● **YOUR OBJECTIVE**: Look through the records, and whenever a line includes the word "pillow", copy it.

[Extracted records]
▬▬▬
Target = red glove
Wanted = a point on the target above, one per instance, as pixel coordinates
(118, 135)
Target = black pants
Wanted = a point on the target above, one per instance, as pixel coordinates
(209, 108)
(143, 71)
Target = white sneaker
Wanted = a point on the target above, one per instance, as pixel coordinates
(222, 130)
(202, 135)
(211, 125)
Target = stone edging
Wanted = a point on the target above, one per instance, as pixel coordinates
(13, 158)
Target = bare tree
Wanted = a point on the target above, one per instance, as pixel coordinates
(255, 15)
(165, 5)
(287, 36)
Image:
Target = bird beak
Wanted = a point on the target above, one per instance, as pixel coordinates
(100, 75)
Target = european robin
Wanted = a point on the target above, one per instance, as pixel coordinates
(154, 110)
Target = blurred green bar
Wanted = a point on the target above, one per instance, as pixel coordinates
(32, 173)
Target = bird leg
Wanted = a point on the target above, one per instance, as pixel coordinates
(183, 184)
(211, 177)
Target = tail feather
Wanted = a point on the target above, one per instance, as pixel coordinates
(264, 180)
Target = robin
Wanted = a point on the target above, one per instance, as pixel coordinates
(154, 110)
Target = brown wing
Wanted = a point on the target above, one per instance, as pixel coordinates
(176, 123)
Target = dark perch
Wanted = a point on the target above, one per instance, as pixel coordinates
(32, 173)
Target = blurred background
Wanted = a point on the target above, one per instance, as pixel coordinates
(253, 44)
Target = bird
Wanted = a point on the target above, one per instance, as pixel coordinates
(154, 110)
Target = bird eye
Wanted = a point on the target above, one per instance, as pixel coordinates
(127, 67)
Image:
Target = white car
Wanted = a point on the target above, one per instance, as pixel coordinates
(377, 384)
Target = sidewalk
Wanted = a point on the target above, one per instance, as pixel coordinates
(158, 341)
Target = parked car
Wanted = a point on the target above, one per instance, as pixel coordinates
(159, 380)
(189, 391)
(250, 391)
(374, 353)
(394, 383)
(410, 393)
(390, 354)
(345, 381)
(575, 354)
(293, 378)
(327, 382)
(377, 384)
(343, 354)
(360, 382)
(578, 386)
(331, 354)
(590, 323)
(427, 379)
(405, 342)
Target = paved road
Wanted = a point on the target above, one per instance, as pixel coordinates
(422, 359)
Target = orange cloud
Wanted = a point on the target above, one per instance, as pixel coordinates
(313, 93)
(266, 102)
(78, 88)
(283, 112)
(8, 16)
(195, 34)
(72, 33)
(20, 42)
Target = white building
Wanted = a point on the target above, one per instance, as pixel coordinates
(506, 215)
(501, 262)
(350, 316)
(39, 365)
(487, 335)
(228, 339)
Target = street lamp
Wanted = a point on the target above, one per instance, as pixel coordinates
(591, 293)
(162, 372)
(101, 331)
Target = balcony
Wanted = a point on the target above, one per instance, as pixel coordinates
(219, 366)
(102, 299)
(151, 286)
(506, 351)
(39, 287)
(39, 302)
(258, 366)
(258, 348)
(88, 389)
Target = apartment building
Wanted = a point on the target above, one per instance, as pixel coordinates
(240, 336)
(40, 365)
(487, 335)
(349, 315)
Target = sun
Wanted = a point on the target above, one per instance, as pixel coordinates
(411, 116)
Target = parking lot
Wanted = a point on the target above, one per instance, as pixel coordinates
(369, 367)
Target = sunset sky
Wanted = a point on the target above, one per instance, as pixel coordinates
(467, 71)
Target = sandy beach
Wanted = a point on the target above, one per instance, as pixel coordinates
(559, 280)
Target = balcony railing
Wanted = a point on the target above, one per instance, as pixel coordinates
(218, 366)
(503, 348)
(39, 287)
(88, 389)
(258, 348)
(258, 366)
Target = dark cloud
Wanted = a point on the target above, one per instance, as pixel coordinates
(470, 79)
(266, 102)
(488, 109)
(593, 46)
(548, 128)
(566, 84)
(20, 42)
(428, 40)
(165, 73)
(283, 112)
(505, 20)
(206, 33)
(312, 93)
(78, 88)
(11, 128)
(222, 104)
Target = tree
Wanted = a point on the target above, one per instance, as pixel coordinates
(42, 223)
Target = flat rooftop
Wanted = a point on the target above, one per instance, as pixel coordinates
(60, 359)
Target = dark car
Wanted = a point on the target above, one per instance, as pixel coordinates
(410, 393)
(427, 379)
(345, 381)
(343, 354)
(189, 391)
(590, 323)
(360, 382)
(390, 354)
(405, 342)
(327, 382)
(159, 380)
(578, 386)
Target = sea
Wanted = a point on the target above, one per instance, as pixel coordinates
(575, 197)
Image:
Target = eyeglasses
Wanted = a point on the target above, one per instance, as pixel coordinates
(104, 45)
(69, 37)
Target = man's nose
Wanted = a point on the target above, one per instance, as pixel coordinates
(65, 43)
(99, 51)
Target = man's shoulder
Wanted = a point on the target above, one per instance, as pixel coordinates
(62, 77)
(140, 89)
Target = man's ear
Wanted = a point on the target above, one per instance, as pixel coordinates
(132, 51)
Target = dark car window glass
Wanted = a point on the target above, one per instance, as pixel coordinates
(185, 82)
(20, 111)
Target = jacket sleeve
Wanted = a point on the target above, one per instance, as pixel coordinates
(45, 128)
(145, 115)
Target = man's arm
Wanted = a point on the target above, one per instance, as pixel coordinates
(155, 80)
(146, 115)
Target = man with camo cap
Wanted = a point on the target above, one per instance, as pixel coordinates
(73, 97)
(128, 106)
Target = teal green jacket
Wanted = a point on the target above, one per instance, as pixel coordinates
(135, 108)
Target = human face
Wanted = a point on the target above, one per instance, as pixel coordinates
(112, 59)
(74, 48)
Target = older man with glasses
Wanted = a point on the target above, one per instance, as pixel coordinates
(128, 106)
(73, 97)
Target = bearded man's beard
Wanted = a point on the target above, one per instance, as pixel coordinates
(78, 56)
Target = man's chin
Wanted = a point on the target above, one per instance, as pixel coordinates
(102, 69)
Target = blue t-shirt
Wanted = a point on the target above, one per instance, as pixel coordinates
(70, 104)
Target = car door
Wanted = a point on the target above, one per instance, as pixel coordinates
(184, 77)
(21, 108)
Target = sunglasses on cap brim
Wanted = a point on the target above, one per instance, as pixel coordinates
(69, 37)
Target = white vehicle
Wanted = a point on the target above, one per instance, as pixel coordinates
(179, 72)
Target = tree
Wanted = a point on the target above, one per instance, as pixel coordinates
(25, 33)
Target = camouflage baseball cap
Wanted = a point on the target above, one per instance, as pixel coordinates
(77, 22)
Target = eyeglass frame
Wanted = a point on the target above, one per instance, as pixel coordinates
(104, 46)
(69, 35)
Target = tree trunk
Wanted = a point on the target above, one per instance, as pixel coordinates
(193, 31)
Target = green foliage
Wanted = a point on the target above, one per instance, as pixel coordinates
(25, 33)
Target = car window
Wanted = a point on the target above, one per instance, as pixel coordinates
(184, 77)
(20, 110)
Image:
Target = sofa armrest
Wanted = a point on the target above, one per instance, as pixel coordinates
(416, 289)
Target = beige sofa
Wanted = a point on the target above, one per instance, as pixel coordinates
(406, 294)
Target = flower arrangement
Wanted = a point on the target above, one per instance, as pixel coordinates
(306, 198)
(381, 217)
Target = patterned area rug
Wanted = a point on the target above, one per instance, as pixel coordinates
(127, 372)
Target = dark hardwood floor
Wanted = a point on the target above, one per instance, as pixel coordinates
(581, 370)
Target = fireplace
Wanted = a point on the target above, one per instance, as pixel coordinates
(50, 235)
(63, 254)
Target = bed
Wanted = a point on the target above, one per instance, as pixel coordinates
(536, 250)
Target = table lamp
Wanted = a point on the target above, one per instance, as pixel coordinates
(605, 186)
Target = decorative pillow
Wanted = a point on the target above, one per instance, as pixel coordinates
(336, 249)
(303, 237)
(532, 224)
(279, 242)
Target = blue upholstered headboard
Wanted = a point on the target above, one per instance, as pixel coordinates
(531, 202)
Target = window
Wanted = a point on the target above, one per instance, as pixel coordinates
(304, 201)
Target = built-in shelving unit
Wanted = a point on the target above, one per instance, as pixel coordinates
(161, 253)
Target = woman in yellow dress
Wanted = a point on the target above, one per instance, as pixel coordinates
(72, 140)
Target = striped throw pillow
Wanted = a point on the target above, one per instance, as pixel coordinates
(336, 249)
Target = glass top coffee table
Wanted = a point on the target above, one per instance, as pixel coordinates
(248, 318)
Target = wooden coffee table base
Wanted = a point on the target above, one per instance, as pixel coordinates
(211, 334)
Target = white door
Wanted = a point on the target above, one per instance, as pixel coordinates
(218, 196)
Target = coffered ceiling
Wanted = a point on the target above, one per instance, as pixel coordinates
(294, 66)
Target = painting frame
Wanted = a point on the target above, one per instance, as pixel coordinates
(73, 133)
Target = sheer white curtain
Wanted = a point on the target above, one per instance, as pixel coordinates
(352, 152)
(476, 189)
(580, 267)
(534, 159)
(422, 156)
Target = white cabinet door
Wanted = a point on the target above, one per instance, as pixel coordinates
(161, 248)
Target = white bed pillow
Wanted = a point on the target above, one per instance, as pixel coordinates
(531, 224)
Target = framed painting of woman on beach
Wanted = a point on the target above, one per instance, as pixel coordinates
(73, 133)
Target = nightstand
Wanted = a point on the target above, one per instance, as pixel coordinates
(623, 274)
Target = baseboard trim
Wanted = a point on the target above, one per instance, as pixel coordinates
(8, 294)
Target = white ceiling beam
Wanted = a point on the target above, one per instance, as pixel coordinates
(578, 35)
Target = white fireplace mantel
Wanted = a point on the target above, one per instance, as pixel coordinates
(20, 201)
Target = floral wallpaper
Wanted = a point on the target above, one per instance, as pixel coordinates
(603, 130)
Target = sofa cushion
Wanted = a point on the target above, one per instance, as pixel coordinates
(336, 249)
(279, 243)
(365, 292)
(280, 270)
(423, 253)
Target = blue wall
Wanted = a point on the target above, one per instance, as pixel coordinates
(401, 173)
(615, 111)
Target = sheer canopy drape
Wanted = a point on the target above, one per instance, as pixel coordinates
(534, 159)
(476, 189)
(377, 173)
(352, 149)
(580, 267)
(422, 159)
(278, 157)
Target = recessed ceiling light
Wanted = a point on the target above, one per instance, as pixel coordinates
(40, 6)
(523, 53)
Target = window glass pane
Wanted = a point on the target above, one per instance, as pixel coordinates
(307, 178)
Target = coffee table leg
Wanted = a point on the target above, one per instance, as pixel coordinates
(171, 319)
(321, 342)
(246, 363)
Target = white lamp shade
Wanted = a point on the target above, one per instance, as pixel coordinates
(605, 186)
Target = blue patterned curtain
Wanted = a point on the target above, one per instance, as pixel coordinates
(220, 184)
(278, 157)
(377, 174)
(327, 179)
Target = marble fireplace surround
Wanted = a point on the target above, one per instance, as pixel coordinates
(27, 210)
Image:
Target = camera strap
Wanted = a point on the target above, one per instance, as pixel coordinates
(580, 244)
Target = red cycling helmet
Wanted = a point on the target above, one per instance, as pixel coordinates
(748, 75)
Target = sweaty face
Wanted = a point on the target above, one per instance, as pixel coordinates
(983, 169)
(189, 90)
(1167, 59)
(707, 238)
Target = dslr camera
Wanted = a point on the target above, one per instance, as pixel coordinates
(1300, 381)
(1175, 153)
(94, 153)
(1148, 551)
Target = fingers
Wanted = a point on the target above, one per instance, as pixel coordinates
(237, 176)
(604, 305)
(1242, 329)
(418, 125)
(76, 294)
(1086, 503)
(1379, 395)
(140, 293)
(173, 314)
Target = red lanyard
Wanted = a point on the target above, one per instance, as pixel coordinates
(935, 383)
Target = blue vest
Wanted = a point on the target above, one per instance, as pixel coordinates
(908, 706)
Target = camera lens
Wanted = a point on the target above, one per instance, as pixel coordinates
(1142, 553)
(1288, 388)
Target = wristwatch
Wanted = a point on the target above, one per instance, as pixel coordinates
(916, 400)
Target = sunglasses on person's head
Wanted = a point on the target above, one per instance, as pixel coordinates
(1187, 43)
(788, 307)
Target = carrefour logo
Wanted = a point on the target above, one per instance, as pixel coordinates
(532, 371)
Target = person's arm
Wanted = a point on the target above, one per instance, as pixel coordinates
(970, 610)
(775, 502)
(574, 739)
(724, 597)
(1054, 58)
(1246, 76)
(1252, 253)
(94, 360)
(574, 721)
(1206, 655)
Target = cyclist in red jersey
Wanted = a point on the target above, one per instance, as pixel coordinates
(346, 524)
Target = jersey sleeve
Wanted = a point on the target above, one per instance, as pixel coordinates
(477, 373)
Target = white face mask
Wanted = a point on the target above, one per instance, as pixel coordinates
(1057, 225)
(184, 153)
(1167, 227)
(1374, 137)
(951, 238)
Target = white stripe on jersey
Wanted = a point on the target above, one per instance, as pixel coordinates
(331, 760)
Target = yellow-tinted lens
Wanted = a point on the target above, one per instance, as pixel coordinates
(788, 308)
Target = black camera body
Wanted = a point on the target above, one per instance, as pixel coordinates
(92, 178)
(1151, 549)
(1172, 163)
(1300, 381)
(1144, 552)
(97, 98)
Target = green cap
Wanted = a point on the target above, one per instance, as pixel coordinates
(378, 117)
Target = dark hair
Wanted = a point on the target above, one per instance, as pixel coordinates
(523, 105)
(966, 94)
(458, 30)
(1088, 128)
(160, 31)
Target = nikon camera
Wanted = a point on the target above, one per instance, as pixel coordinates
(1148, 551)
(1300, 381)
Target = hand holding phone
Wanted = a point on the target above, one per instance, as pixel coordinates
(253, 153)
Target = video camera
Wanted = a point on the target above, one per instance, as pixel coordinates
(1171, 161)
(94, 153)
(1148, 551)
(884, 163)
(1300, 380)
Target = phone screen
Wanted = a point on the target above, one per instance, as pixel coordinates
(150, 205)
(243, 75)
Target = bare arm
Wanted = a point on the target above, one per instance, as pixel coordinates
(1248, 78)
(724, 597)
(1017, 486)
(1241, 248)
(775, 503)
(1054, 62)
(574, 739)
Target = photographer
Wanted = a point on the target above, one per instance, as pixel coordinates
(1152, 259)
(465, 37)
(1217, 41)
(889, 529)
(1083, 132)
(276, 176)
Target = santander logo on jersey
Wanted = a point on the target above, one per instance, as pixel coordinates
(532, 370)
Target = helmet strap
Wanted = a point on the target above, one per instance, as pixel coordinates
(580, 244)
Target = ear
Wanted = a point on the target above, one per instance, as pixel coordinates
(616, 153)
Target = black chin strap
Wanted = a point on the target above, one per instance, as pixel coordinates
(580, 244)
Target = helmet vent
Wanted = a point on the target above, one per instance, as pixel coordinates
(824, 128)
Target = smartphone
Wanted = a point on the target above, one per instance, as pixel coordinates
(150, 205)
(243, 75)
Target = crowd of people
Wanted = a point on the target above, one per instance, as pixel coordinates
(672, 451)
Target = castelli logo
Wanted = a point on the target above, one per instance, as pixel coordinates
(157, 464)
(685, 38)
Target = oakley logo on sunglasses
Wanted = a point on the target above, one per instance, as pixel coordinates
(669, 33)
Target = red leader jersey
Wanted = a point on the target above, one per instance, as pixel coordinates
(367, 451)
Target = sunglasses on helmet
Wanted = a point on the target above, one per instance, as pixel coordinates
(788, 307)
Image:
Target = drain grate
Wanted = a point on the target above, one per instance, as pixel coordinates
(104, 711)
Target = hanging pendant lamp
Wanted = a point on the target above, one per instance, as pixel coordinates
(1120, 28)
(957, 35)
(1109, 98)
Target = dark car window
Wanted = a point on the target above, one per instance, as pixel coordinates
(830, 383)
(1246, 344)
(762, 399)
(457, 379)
▬▬▬
● **TASK ANSWER**:
Target = decorative pillow
Target = striped throw pillow
Target = white bed pillow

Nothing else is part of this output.